What needs to be done: Reproduce all entries precisely as they are written.

Dataset rows:

________

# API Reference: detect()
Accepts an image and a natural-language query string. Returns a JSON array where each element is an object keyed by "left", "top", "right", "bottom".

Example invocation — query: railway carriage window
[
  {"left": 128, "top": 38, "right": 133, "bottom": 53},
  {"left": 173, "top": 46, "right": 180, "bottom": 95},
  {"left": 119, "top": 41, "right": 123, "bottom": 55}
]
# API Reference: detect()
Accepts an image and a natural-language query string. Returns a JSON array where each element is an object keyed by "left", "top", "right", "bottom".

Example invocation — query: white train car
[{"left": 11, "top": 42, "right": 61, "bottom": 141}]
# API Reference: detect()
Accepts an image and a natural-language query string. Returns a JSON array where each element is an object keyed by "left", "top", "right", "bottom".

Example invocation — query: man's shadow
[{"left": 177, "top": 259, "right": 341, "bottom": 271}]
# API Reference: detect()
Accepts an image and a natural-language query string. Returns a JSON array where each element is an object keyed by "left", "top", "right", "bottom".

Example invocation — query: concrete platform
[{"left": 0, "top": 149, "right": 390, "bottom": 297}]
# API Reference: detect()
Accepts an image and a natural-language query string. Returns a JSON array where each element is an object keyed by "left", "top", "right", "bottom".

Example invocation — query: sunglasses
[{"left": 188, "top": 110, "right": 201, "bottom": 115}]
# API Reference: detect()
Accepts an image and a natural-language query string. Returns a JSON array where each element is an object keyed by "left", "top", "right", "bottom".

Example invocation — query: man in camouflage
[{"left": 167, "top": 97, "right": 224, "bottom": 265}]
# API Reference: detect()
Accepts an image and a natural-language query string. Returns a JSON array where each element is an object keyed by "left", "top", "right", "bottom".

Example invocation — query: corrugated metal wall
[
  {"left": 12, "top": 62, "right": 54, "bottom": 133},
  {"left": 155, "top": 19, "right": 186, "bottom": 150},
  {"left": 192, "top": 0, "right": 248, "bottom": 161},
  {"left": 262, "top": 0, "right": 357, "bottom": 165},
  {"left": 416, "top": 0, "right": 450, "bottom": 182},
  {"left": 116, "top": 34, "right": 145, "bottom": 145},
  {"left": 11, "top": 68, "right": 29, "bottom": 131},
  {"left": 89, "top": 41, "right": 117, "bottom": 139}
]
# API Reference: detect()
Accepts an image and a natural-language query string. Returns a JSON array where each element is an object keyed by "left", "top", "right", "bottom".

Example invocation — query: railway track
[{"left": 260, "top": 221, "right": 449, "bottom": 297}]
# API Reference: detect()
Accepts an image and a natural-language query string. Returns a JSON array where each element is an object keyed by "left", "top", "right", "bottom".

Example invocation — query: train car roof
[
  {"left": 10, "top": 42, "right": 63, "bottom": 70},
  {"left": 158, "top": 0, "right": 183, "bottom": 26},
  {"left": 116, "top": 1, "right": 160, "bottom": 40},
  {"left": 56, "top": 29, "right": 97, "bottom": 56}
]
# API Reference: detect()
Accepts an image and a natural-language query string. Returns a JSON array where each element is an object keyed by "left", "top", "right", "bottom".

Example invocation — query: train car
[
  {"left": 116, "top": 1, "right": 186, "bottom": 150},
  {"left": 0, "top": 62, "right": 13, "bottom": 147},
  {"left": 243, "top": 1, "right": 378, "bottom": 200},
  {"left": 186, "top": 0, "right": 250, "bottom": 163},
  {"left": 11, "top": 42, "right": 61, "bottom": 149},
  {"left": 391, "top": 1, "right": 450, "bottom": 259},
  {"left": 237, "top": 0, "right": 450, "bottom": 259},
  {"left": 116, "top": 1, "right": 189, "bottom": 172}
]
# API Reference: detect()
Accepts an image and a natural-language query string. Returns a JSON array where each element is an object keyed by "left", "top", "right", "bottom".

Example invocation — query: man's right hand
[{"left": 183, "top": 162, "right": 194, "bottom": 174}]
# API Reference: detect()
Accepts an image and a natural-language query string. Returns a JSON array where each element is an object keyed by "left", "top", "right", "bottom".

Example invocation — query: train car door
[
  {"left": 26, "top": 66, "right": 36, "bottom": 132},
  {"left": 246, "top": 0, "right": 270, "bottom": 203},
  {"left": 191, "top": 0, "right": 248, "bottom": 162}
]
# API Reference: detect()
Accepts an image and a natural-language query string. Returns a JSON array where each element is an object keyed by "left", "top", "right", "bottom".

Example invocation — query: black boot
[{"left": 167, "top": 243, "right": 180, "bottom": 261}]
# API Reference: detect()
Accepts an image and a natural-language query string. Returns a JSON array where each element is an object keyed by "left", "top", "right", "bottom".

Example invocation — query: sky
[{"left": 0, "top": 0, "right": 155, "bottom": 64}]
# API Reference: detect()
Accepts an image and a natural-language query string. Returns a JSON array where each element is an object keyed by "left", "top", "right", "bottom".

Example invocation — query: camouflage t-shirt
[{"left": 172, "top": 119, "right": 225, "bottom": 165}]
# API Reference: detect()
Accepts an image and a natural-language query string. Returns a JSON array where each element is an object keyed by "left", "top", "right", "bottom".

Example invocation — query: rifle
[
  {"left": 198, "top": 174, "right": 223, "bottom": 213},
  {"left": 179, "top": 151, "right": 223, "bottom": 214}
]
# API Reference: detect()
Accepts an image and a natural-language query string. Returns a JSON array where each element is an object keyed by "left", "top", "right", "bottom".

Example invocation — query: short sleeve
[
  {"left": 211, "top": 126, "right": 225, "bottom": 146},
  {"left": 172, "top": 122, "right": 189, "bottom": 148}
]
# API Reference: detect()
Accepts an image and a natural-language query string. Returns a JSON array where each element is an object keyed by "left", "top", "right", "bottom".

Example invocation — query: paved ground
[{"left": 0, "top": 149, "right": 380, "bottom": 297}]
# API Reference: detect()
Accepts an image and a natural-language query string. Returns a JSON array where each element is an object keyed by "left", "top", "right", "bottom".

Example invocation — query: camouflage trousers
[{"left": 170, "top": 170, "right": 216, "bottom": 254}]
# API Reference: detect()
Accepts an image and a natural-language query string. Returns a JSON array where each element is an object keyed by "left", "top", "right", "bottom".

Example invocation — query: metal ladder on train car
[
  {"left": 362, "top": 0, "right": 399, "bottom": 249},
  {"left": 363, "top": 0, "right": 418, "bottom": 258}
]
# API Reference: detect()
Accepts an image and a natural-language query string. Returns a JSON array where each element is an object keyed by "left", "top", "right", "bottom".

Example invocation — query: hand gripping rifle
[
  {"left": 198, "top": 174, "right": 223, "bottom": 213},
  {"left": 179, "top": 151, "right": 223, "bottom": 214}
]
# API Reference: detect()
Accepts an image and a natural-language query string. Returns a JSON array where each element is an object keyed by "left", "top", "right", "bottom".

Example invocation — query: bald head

________

Solved problem:
# API Reference: detect()
Accepts an image and a natural-language query string. Returns a JSON array where each element is an object keyed by "left", "top", "right", "bottom".

Example invocation — query: railway carriage window
[
  {"left": 128, "top": 38, "right": 133, "bottom": 53},
  {"left": 173, "top": 46, "right": 180, "bottom": 95},
  {"left": 119, "top": 41, "right": 123, "bottom": 55}
]
# API Reference: detect()
Accepts an image and a natural-language query string. Returns a JSON array where each element is an object keyed by "left", "top", "right", "bottom".

Example invocation — query: white train car
[{"left": 11, "top": 42, "right": 61, "bottom": 141}]
# API Reference: detect()
Accepts an image and a natural-language query string. Returns a JSON array where each element is an object keyed by "left", "top", "right", "bottom".

Example invocation — query: man's shadow
[{"left": 177, "top": 259, "right": 341, "bottom": 271}]
# API Reference: detect()
Accepts an image and a natural-language query string. Returns a JSON array where each element is an object keyed by "left", "top", "right", "bottom".

Example invocation — query: concrete platform
[{"left": 0, "top": 149, "right": 390, "bottom": 297}]
# API Reference: detect()
Accepts an image and a natural-language query string. Returns a JSON array where each element is an object keyed by "left", "top", "right", "bottom".

Example invocation — query: sunglasses
[{"left": 188, "top": 110, "right": 201, "bottom": 115}]
# API Reference: detect()
Accepts an image and a natural-language query string. Returns a JSON array where each element is an object keyed by "left", "top", "right", "bottom".

Example invocation — query: man in camouflage
[{"left": 167, "top": 97, "right": 224, "bottom": 265}]
# API Reference: detect()
Accepts an image and a natural-language query string. Returns a JSON array where each element is an object keyed by "left", "top", "right", "bottom".

Example invocation — query: corrugated metal wall
[
  {"left": 12, "top": 62, "right": 54, "bottom": 133},
  {"left": 155, "top": 19, "right": 186, "bottom": 150},
  {"left": 192, "top": 0, "right": 248, "bottom": 161},
  {"left": 262, "top": 0, "right": 357, "bottom": 165},
  {"left": 416, "top": 0, "right": 450, "bottom": 182},
  {"left": 116, "top": 34, "right": 145, "bottom": 145},
  {"left": 11, "top": 68, "right": 29, "bottom": 131},
  {"left": 89, "top": 41, "right": 117, "bottom": 139}
]
# API Reference: detect()
Accepts an image and a natural-language query string. Returns a JSON array where each element is an object keyed by "left", "top", "right", "bottom".

Example invocation — query: railway track
[{"left": 260, "top": 221, "right": 449, "bottom": 297}]
# API Reference: detect()
Accepts an image and a natural-language query string. Returns a JSON array where each element is an object keyed by "left", "top", "right", "bottom".

Example invocation — query: train car roof
[
  {"left": 10, "top": 42, "right": 63, "bottom": 70},
  {"left": 158, "top": 0, "right": 183, "bottom": 26},
  {"left": 116, "top": 1, "right": 160, "bottom": 40},
  {"left": 56, "top": 29, "right": 97, "bottom": 56}
]
# API Reference: detect()
Accepts an image and a natural-language query string. Returns a JSON array where each element is an object keyed by "left", "top", "right", "bottom".

Example invocation — query: train car
[
  {"left": 116, "top": 1, "right": 186, "bottom": 150},
  {"left": 0, "top": 62, "right": 13, "bottom": 147},
  {"left": 243, "top": 1, "right": 378, "bottom": 200},
  {"left": 186, "top": 0, "right": 250, "bottom": 163},
  {"left": 11, "top": 42, "right": 61, "bottom": 149},
  {"left": 391, "top": 1, "right": 450, "bottom": 259},
  {"left": 237, "top": 0, "right": 450, "bottom": 259},
  {"left": 116, "top": 1, "right": 189, "bottom": 172}
]
# API Reference: detect()
Accepts an image and a natural-language query string. Returns a JSON array where each element is an object keyed by "left", "top", "right", "bottom".

Example invocation — query: man's right hand
[{"left": 183, "top": 162, "right": 194, "bottom": 174}]
# API Reference: detect()
Accepts an image and a natural-language query string. Returns a JSON array where each element is an object keyed by "left", "top", "right", "bottom".

Example invocation — query: train car door
[
  {"left": 26, "top": 66, "right": 36, "bottom": 132},
  {"left": 246, "top": 0, "right": 270, "bottom": 203},
  {"left": 191, "top": 0, "right": 248, "bottom": 162}
]
# API Reference: detect()
Accepts an image and a natural-language query string. Returns a JSON array where each element is an object keyed by "left", "top", "right", "bottom".

Example invocation — query: black boot
[{"left": 167, "top": 243, "right": 180, "bottom": 261}]
# API Reference: detect()
Accepts an image and a natural-language query string. Returns a JSON array where each element is an object keyed by "left", "top", "right", "bottom".

Example invocation — query: sky
[{"left": 0, "top": 0, "right": 155, "bottom": 64}]
# API Reference: detect()
Accepts an image and a natural-language query string. Returns a JSON array where each element is an object keyed by "left", "top", "right", "bottom".

Example invocation — query: camouflage t-shirt
[{"left": 172, "top": 119, "right": 225, "bottom": 165}]
# API Reference: detect()
Accepts an image and a natural-language query string. Returns a JSON array where each element is an object keyed by "left", "top", "right", "bottom".

Example invocation — query: rifle
[
  {"left": 198, "top": 174, "right": 223, "bottom": 213},
  {"left": 179, "top": 151, "right": 223, "bottom": 214}
]
# API Reference: detect()
Accepts an image and a natural-language query string. Returns a JSON array where each element is an object keyed by "left", "top", "right", "bottom".

Example invocation — query: short sleeve
[
  {"left": 211, "top": 126, "right": 225, "bottom": 146},
  {"left": 172, "top": 122, "right": 189, "bottom": 148}
]
# API Reference: detect()
Accepts an image and a natural-language query string. Returns a JSON array where each element is an object keyed by "left", "top", "right", "bottom".

Example invocation — query: paved ground
[{"left": 0, "top": 149, "right": 380, "bottom": 297}]
# API Reference: detect()
Accepts an image and a natural-language query string. Returns a JSON array where each element is an object keyed by "left", "top", "right", "bottom".

Example invocation — query: camouflage trousers
[{"left": 170, "top": 170, "right": 216, "bottom": 254}]
# API Reference: detect()
Accepts an image and a natural-language query string. Returns a JSON array where each element is an object keyed by "left", "top", "right", "bottom".

Example invocation — query: metal ladder on train car
[
  {"left": 362, "top": 0, "right": 399, "bottom": 249},
  {"left": 363, "top": 0, "right": 418, "bottom": 258}
]
# API Reference: detect()
Accepts an image and a natural-language query string. Returns a JSON array where each element is an object keyed by "left", "top", "right", "bottom".

Example invocation — query: hand gripping rifle
[
  {"left": 198, "top": 174, "right": 223, "bottom": 213},
  {"left": 179, "top": 151, "right": 223, "bottom": 214}
]
# API Reference: detect()
Accepts an image and a natural-language query string. Returns a JSON array where each element is an object keyed by "left", "top", "right", "bottom".

Example invocation — query: bald head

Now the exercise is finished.